[Supplied data Boundary: Start]

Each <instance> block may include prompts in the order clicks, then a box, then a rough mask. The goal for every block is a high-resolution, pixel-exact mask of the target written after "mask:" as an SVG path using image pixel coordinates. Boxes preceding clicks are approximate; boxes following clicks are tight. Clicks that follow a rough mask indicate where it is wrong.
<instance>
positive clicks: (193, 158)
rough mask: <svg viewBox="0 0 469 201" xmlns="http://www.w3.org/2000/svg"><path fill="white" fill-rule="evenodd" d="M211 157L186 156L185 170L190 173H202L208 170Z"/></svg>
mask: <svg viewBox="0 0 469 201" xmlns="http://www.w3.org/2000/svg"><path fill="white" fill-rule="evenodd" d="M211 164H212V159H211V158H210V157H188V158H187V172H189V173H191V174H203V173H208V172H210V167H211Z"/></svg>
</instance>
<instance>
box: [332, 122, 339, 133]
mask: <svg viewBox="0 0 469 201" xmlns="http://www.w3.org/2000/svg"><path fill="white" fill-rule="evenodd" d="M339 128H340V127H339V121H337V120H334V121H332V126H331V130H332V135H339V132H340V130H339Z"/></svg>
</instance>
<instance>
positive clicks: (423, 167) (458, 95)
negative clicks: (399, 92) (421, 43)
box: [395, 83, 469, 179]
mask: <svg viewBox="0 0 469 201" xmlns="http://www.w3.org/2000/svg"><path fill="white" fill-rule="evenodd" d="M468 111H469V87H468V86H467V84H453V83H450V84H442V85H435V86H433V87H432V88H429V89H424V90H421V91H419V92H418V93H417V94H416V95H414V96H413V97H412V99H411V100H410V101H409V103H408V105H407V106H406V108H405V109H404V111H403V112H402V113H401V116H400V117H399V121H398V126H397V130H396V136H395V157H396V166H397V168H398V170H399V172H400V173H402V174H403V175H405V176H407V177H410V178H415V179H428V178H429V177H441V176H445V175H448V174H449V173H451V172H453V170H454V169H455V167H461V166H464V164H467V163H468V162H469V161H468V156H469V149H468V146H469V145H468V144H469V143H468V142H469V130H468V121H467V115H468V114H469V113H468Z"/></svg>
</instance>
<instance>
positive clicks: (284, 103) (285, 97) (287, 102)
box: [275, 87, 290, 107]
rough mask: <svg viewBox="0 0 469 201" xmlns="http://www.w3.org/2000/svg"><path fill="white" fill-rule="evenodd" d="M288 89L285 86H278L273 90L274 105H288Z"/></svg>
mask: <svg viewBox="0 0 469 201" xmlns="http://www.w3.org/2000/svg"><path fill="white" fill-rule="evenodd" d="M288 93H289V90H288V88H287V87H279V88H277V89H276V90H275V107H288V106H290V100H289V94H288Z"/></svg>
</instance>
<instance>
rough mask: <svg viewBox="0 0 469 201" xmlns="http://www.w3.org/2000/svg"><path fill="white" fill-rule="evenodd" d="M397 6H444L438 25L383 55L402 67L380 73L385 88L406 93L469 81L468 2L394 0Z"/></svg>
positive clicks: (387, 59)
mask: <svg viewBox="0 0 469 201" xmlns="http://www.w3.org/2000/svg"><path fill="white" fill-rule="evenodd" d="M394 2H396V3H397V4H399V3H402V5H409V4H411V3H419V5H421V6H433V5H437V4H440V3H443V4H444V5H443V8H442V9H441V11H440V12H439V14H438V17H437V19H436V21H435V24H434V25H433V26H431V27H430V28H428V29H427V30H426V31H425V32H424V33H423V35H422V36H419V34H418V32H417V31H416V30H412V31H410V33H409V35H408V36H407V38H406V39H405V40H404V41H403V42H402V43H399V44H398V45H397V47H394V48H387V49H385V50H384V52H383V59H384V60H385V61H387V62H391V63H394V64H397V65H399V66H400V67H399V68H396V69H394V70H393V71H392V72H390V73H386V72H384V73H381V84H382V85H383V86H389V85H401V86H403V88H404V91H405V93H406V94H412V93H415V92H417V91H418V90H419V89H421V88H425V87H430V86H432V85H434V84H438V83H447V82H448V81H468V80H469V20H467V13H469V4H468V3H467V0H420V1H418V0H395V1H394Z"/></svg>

[Supplied data Boundary: End]

▸ What you are asked to do
Exactly as written, please reproduce the lines from the first line of the data to the line containing "positive clicks: (193, 158)", inclusive, and nothing else.

▸ Answer to this task
Each <instance> block may include prompts in the order clicks, then a box, then a rough mask. The goal for every block is a high-resolution, pixel-exact mask of the target written after "mask:" as an SVG path using image pixel coordinates. Boxes preceding clicks are approximate; boxes following clicks are tight. Clicks that follow a rough mask indicate where it is wrong.
<instance>
positive clicks: (193, 158)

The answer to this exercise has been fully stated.